## What needs to be done
Arrange every line of the data below as a Markdown table with two columns, No. and Entry, where No. gives each line's number and Entry gives the line itself. Omit blank lines.

## Dataset extract
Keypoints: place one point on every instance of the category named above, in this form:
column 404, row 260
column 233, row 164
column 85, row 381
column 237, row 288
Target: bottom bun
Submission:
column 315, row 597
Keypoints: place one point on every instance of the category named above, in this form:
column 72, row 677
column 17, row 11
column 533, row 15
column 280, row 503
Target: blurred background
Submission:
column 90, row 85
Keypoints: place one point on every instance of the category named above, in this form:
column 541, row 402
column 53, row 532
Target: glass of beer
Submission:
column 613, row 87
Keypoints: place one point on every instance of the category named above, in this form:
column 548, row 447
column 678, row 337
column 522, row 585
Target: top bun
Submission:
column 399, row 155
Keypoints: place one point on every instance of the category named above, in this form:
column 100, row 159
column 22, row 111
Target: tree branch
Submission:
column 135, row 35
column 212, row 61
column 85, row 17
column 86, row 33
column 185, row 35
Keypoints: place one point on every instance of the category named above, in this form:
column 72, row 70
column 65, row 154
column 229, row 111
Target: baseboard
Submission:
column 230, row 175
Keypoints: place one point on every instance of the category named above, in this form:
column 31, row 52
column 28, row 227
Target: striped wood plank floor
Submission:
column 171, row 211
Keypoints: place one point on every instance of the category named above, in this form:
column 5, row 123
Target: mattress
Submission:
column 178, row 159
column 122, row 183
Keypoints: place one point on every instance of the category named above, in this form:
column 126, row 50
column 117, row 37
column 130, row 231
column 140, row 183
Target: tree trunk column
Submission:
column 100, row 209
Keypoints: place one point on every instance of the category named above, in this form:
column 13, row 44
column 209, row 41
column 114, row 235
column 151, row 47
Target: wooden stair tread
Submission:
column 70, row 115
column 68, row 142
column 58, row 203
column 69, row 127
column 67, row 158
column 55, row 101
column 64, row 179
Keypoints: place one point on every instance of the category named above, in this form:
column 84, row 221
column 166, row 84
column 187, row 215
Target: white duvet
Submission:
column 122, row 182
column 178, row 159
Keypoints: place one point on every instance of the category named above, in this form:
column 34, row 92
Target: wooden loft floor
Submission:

## Answer to the exercise
| No. | Entry |
|---|---|
| 1 | Keypoints: place one point on every instance of the category named above, in this form: |
| 2 | column 404, row 260 |
| 3 | column 233, row 164 |
| 4 | column 85, row 381 |
| 5 | column 237, row 288 |
| 6 | Target: bottom bun |
| 7 | Submission: |
| 8 | column 315, row 597 |
| 9 | Keypoints: place one point on every instance of the category named above, in this form: |
| 10 | column 72, row 677 |
| 11 | column 17, row 11 |
| 12 | column 533, row 15 |
| 13 | column 280, row 503 |
| 14 | Target: blurred background |
| 15 | Submission: |
| 16 | column 90, row 85 |
| 17 | Keypoints: place one point on every instance of the category named above, in this form: |
| 18 | column 541, row 402 |
| 19 | column 53, row 532 |
| 20 | Target: glass of beer |
| 21 | Submission: |
| 22 | column 613, row 87 |
| 23 | Keypoints: place one point on every instance of the category named above, in this form: |
| 24 | column 548, row 447 |
| 25 | column 678, row 337 |
| 26 | column 522, row 585 |
| 27 | Target: top bun |
| 28 | Submission: |
| 29 | column 399, row 155 |
| 30 | Keypoints: place one point on every instance of the category named above, in this form: |
| 31 | column 100, row 159 |
| 32 | column 22, row 111 |
| 33 | Target: tree branch |
| 34 | Submission: |
| 35 | column 135, row 35 |
| 36 | column 212, row 61 |
| 37 | column 85, row 17 |
| 38 | column 86, row 33 |
| 39 | column 185, row 35 |
| 40 | Keypoints: place one point on every instance of the category named above, in this form: |
| 41 | column 72, row 70 |
| 42 | column 65, row 154 |
| 43 | column 229, row 111 |
| 44 | Target: baseboard |
| 45 | Submission: |
| 46 | column 230, row 175 |
| 47 | Keypoints: place one point on every instance of the category named above, in this form: |
| 48 | column 31, row 52 |
| 49 | column 28, row 227 |
| 50 | Target: striped wood plank floor |
| 51 | Submission: |
| 52 | column 171, row 211 |
| 53 | Keypoints: place one point on every instance of the category named above, in this form: |
| 54 | column 5, row 123 |
| 55 | Target: mattress |
| 56 | Submission: |
| 57 | column 178, row 159 |
| 58 | column 122, row 183 |
| 59 | Keypoints: place one point on every instance of the category named above, in this form: |
| 60 | column 126, row 50 |
| 61 | column 117, row 37 |
| 62 | column 130, row 231 |
| 63 | column 140, row 183 |
| 64 | Target: tree trunk column |
| 65 | Submission: |
| 66 | column 100, row 209 |
| 67 | Keypoints: place one point on every instance of the category named above, in this form: |
| 68 | column 13, row 44 |
| 69 | column 209, row 41 |
| 70 | column 114, row 235 |
| 71 | column 151, row 47 |
| 72 | Target: wooden stair tread |
| 73 | Submission: |
| 74 | column 70, row 115 |
| 75 | column 68, row 142 |
| 76 | column 58, row 203 |
| 77 | column 69, row 127 |
| 78 | column 67, row 158 |
| 79 | column 55, row 101 |
| 80 | column 64, row 179 |
| 81 | Keypoints: place one point on every instance of the category named above, in this form: |
| 82 | column 84, row 221 |
| 83 | column 166, row 84 |
| 84 | column 187, row 215 |
| 85 | Target: white duvet |
| 86 | Submission: |
| 87 | column 122, row 182 |
| 88 | column 178, row 159 |
| 89 | Keypoints: place one point on every instance of the category named above, in this form: |
| 90 | column 34, row 92 |
| 91 | Target: wooden loft floor |
| 92 | Submission: |